◆ SHORT TASK 1
In the film review below, how many stars does the reviewer give the movie, and for what?

◆ DOCUMENT SEGMENT
-- START --

Whenever the action bogs down into total tedium, which is frequently, all the writers do is shout `Cue the Simon Legree-type Villain!' and Teague (Ray Winstone) comes galloping out of nowhere to do his unspeakably dastardly acts, like kill and torture innocent God-fearing townspeople in the name of loyalty to a fast-fading

Confederacy. All other times, he's missing in action, which is preposterous even in this cornball script. There is a plethora of other talented actors who give credible performances in small roles. These are the characters Law meets as he does his Johnny Appleseed trek from the front lines, where he has deserted, to the hopefully loving embrace of Kidman back in Cold Mountain. Ultimately though, none of these characters matter. Law has no time for them or their lives. Each of these little mini-movies has the same tired theme: war is gol-durn heck, and turns otherwise decent Christian folk into rabid animals.

And the script is far too predictable, too heavy-handed. Moreover, the pacing of the story is dreadfully slow. You spend the entire movie waiting for Romeo and Juliet's inevitable reunion, with Kidman wringing her hands and sighing, Law overcoming incredible odds and dodging bullets. And when it finally comes you just don't care anymore. You'll be looking at your watch wondering how much more of this clap you have to endure.

I give it one star out of five for the battle scenes. There is a potent anti-war message here. The incredible lack of concern for the loss of life by the Generals on both sides of the conflict is powerful stuff. But it's only about 15 minutes of this 150-minute dog.

-- END --

◆ SHORT TASK 2
Please count the lines of the records below that contain the word "white", and give only that number.

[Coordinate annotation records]
-- START --

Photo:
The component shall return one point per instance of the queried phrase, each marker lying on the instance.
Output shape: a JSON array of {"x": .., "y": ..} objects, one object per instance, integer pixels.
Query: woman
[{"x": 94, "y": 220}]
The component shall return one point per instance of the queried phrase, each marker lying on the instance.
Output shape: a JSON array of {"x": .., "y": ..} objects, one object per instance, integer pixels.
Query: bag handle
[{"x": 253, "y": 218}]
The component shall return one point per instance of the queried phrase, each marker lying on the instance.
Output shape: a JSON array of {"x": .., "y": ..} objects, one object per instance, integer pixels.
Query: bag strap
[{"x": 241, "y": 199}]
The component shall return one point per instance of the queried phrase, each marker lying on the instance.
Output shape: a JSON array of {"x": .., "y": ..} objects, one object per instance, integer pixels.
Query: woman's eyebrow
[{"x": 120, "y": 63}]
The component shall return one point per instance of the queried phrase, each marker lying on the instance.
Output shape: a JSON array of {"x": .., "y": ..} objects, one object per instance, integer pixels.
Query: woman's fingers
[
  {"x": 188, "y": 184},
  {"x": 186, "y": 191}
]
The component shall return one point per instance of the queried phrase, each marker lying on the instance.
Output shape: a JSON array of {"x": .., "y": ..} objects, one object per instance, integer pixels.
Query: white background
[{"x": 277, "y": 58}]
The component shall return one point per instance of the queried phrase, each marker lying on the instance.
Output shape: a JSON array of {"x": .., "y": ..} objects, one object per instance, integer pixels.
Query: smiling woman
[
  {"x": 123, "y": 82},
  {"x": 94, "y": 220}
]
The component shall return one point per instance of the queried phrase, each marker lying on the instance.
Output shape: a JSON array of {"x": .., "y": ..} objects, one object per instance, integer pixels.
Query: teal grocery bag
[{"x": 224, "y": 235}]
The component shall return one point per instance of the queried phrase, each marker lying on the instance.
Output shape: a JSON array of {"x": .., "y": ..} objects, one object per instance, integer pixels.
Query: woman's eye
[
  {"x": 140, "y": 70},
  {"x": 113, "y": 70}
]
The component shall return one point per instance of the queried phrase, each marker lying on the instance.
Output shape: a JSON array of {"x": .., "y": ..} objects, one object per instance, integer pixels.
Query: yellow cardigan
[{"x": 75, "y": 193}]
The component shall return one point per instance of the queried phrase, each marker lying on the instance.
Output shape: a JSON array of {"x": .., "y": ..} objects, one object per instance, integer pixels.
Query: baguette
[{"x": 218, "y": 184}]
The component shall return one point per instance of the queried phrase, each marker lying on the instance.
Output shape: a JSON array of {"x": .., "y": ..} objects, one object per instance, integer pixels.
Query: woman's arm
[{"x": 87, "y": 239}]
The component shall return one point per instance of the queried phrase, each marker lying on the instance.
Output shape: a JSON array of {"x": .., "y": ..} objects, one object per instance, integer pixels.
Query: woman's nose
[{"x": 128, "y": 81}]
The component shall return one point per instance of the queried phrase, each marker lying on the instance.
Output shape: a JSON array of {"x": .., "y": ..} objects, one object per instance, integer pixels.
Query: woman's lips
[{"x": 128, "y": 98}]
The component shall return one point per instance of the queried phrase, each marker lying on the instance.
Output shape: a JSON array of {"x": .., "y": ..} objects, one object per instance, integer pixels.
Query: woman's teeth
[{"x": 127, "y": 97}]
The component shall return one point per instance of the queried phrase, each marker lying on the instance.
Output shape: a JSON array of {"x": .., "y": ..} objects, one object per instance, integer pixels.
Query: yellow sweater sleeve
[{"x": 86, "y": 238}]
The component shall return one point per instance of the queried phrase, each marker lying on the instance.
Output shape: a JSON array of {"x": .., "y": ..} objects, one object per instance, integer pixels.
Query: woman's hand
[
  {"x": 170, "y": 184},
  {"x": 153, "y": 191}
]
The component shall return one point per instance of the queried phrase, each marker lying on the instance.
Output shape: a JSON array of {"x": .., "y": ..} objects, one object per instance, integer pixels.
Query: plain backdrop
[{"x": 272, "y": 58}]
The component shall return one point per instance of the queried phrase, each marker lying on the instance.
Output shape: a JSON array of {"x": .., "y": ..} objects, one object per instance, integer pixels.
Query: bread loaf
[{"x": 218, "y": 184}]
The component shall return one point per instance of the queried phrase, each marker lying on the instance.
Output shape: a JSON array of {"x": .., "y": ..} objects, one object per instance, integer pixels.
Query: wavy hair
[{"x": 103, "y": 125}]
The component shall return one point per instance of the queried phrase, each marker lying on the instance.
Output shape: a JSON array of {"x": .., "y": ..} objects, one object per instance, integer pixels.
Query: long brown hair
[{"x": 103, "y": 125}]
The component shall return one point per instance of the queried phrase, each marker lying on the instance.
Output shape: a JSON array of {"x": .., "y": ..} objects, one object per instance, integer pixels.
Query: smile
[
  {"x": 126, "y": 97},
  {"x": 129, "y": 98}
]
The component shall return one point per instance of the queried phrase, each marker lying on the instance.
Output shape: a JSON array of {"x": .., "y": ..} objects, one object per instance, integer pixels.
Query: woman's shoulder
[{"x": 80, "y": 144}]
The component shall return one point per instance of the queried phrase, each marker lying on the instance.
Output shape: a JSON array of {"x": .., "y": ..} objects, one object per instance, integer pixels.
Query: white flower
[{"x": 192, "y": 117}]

-- END --

◆ SOLUTION 1
One star out of five, for the battle scenes.

◆ SOLUTION 2
2